Every line containing the word "queried" must be pulled from the records.

▶ _Dataset excerpts_
== Segment start ==

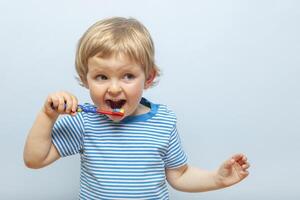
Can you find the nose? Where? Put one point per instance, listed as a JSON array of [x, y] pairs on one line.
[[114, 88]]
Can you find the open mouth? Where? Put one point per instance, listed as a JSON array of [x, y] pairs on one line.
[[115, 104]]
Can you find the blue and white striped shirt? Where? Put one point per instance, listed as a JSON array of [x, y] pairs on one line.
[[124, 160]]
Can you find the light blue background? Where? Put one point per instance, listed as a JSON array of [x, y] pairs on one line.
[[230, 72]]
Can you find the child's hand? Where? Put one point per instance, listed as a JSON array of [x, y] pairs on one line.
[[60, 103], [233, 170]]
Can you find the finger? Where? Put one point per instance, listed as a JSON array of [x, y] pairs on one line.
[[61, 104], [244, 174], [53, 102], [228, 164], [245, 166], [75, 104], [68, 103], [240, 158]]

== Segment end ==
== Segment start ==

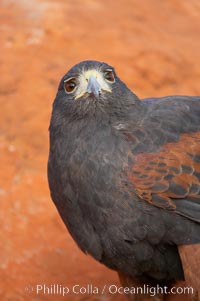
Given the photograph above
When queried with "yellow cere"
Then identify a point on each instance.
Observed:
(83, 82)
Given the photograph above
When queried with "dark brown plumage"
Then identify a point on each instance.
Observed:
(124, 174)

== Segment end ==

▶ _Expected output_
When queried with "yellow cere"
When queried with "dark brown plumage"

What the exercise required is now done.